**SET TASK**
Count the lines in the items below that contain the string "dark". Reply with the number alone.

**Items from a labeling collection**
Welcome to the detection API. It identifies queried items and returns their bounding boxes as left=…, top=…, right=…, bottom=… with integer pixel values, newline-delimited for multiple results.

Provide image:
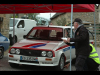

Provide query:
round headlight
left=16, top=49, right=20, bottom=54
left=47, top=51, right=52, bottom=57
left=41, top=51, right=46, bottom=56
left=10, top=48, right=16, bottom=53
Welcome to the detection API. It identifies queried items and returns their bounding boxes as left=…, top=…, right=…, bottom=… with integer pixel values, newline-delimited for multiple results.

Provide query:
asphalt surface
left=0, top=47, right=100, bottom=71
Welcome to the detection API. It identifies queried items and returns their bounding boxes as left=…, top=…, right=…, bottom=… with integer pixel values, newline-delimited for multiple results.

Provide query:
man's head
left=73, top=18, right=82, bottom=29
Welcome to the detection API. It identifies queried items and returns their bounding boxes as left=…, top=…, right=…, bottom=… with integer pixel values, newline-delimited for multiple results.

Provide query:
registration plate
left=20, top=56, right=38, bottom=61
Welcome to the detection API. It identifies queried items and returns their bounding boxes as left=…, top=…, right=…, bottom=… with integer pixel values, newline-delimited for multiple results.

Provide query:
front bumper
left=8, top=53, right=59, bottom=66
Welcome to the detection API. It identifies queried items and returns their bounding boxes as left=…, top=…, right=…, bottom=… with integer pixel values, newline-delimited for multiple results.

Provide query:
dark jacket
left=70, top=25, right=90, bottom=56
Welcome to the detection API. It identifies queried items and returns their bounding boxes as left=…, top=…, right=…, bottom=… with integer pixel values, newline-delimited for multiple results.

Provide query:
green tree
left=27, top=13, right=40, bottom=23
left=56, top=17, right=66, bottom=26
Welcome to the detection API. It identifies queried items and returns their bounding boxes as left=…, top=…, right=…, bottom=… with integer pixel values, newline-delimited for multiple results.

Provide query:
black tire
left=55, top=54, right=65, bottom=71
left=0, top=47, right=4, bottom=59
left=9, top=63, right=19, bottom=68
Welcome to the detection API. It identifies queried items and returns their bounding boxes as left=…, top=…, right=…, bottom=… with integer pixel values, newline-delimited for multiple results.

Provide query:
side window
left=17, top=20, right=25, bottom=28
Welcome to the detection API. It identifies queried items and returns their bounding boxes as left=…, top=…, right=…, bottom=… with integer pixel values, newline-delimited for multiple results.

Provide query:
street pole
left=13, top=7, right=15, bottom=44
left=94, top=12, right=97, bottom=50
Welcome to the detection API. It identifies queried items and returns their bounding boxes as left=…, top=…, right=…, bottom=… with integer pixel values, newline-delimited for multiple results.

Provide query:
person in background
left=63, top=18, right=90, bottom=71
left=64, top=44, right=100, bottom=71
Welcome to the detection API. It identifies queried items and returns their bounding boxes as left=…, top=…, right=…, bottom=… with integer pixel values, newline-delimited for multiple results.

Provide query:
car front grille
left=20, top=60, right=39, bottom=64
left=20, top=49, right=42, bottom=57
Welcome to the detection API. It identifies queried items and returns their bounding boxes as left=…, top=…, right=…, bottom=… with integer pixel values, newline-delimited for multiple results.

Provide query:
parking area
left=0, top=47, right=100, bottom=71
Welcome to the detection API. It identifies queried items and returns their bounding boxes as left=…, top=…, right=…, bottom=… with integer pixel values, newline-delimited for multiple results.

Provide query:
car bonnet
left=12, top=39, right=60, bottom=50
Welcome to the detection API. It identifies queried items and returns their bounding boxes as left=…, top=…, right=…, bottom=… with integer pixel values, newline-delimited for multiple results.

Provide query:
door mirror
left=18, top=25, right=22, bottom=28
left=23, top=35, right=26, bottom=39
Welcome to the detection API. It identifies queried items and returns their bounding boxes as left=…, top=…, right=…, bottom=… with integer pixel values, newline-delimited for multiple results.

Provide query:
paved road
left=0, top=48, right=100, bottom=71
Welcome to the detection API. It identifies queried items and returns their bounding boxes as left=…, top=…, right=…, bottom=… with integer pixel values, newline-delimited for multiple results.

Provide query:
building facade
left=0, top=14, right=26, bottom=38
left=51, top=6, right=100, bottom=25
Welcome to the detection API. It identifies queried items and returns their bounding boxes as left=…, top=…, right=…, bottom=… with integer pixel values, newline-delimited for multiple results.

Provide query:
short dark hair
left=73, top=18, right=82, bottom=24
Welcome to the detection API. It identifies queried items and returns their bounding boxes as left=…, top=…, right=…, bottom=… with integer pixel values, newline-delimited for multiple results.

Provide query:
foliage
left=56, top=17, right=66, bottom=26
left=27, top=13, right=39, bottom=23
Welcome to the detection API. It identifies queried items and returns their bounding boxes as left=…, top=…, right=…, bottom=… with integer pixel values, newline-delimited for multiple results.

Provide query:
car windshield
left=9, top=19, right=18, bottom=27
left=26, top=27, right=63, bottom=41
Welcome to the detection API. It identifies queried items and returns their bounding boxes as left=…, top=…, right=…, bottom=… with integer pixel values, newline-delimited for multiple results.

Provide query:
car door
left=64, top=28, right=75, bottom=60
left=16, top=20, right=25, bottom=41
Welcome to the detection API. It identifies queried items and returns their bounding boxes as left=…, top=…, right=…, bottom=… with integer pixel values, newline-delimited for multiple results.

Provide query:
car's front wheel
left=0, top=47, right=4, bottom=59
left=56, top=54, right=65, bottom=71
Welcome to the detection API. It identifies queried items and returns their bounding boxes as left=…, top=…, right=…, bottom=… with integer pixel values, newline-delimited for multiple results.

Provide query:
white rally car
left=8, top=25, right=94, bottom=70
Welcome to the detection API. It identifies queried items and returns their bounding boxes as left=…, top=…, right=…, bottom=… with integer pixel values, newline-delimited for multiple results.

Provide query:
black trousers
left=75, top=55, right=88, bottom=71
left=85, top=58, right=99, bottom=71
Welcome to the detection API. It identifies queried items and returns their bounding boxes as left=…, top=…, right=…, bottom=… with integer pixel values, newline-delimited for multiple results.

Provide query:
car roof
left=36, top=25, right=74, bottom=29
left=10, top=18, right=35, bottom=21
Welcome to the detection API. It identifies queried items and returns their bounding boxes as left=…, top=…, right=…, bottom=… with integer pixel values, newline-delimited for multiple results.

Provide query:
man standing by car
left=63, top=18, right=90, bottom=71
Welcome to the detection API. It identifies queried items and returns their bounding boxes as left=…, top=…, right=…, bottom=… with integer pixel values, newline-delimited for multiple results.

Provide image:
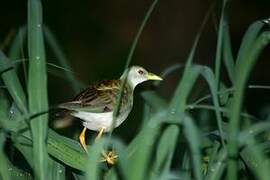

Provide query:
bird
left=59, top=66, right=162, bottom=164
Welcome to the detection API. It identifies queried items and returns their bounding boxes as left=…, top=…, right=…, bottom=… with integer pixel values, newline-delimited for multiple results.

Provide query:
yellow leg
left=95, top=128, right=104, bottom=141
left=95, top=128, right=118, bottom=165
left=80, top=127, right=88, bottom=152
left=101, top=151, right=118, bottom=165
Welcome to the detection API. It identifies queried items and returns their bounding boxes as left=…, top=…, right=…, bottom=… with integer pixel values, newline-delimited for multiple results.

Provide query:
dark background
left=0, top=0, right=270, bottom=139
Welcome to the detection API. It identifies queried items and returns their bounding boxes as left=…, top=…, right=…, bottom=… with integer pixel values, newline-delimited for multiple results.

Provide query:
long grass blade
left=111, top=0, right=158, bottom=133
left=0, top=51, right=27, bottom=114
left=228, top=29, right=270, bottom=180
left=27, top=0, right=50, bottom=180
left=183, top=116, right=202, bottom=180
left=44, top=26, right=83, bottom=93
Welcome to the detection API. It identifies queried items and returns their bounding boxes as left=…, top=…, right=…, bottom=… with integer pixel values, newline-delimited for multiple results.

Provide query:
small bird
left=59, top=66, right=162, bottom=164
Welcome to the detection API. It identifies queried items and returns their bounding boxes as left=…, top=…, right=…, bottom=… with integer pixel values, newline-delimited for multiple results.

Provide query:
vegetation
left=0, top=0, right=270, bottom=180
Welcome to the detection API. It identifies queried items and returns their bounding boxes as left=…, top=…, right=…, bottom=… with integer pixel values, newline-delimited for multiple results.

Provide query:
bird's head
left=121, top=66, right=162, bottom=88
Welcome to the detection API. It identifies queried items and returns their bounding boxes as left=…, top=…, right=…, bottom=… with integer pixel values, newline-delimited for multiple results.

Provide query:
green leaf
left=182, top=116, right=202, bottom=180
left=0, top=51, right=27, bottom=114
left=228, top=29, right=270, bottom=180
left=44, top=26, right=83, bottom=93
left=27, top=0, right=51, bottom=180
left=150, top=125, right=179, bottom=179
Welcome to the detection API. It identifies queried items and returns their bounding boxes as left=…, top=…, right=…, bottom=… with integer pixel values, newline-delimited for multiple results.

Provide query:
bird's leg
left=95, top=128, right=105, bottom=142
left=95, top=128, right=118, bottom=165
left=80, top=127, right=88, bottom=152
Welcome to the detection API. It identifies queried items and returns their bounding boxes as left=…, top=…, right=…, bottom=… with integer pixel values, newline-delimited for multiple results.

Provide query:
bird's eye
left=138, top=69, right=144, bottom=75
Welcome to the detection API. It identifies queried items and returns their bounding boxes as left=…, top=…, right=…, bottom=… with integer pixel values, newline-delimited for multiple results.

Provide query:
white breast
left=71, top=109, right=129, bottom=132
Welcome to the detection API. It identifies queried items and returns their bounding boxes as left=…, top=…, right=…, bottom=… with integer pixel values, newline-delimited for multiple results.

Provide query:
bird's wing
left=59, top=80, right=121, bottom=113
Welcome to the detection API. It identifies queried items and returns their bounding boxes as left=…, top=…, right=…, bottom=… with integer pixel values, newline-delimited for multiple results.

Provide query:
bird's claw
left=101, top=151, right=118, bottom=165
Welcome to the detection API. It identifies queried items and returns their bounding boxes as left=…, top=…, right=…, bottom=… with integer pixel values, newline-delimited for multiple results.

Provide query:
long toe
left=101, top=151, right=118, bottom=165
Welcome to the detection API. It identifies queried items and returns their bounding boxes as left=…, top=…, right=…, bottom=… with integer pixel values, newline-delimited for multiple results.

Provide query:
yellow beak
left=147, top=73, right=162, bottom=81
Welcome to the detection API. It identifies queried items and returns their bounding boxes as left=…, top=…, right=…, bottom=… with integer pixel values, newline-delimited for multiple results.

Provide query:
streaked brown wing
left=60, top=80, right=120, bottom=113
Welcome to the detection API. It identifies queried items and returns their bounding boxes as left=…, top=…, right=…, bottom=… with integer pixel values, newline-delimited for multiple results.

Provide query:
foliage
left=0, top=0, right=270, bottom=180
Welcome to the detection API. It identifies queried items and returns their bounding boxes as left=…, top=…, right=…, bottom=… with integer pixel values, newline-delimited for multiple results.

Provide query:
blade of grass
left=0, top=129, right=11, bottom=180
left=110, top=0, right=158, bottom=134
left=240, top=137, right=270, bottom=180
left=44, top=26, right=83, bottom=93
left=149, top=125, right=179, bottom=179
left=222, top=16, right=234, bottom=84
left=215, top=0, right=227, bottom=88
left=8, top=26, right=26, bottom=66
left=228, top=29, right=270, bottom=180
left=27, top=0, right=51, bottom=180
left=182, top=116, right=202, bottom=180
left=52, top=161, right=66, bottom=180
left=0, top=51, right=27, bottom=114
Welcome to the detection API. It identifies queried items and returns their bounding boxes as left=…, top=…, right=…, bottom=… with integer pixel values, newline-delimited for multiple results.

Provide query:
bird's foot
left=101, top=151, right=118, bottom=165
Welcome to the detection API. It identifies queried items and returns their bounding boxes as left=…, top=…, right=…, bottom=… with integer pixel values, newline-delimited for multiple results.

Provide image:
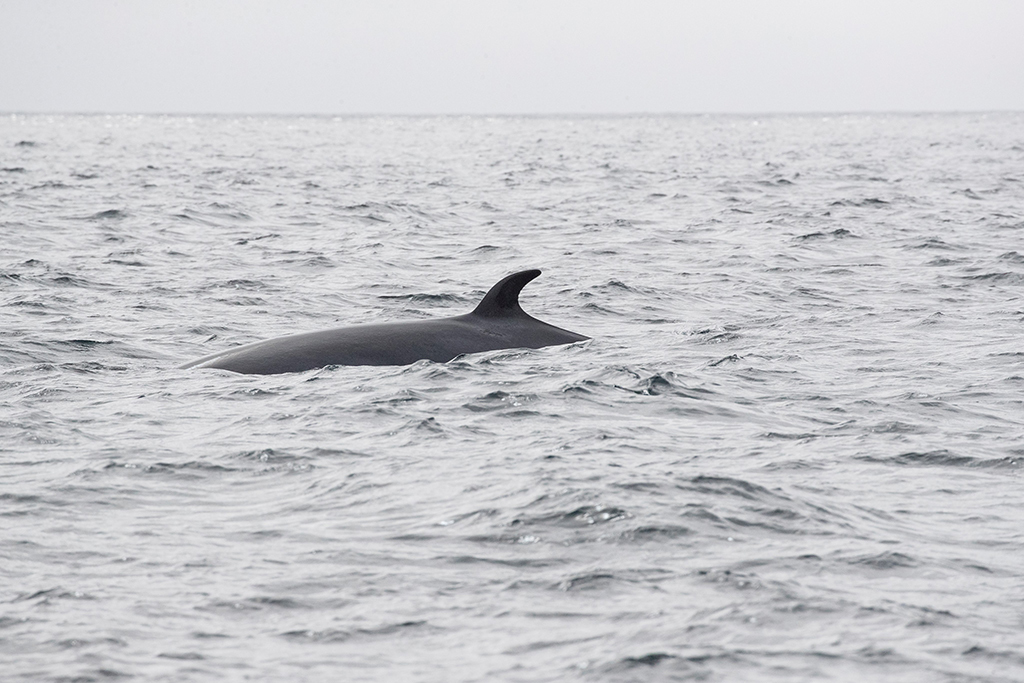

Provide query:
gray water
left=0, top=114, right=1024, bottom=682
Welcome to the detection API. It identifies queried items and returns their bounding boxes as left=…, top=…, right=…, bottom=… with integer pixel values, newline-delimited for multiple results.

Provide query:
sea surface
left=0, top=113, right=1024, bottom=683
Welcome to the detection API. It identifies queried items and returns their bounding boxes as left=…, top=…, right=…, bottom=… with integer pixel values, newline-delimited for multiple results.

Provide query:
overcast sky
left=0, top=0, right=1024, bottom=114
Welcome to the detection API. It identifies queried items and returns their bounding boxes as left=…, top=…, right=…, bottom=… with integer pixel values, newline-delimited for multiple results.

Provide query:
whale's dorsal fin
left=472, top=268, right=541, bottom=317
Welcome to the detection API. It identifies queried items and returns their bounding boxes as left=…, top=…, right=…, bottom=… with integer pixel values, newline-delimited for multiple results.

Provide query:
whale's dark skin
left=182, top=270, right=589, bottom=375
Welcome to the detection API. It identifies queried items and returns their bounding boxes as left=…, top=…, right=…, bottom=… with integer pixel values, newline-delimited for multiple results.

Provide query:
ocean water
left=0, top=113, right=1024, bottom=682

**THE RESPONSE**
4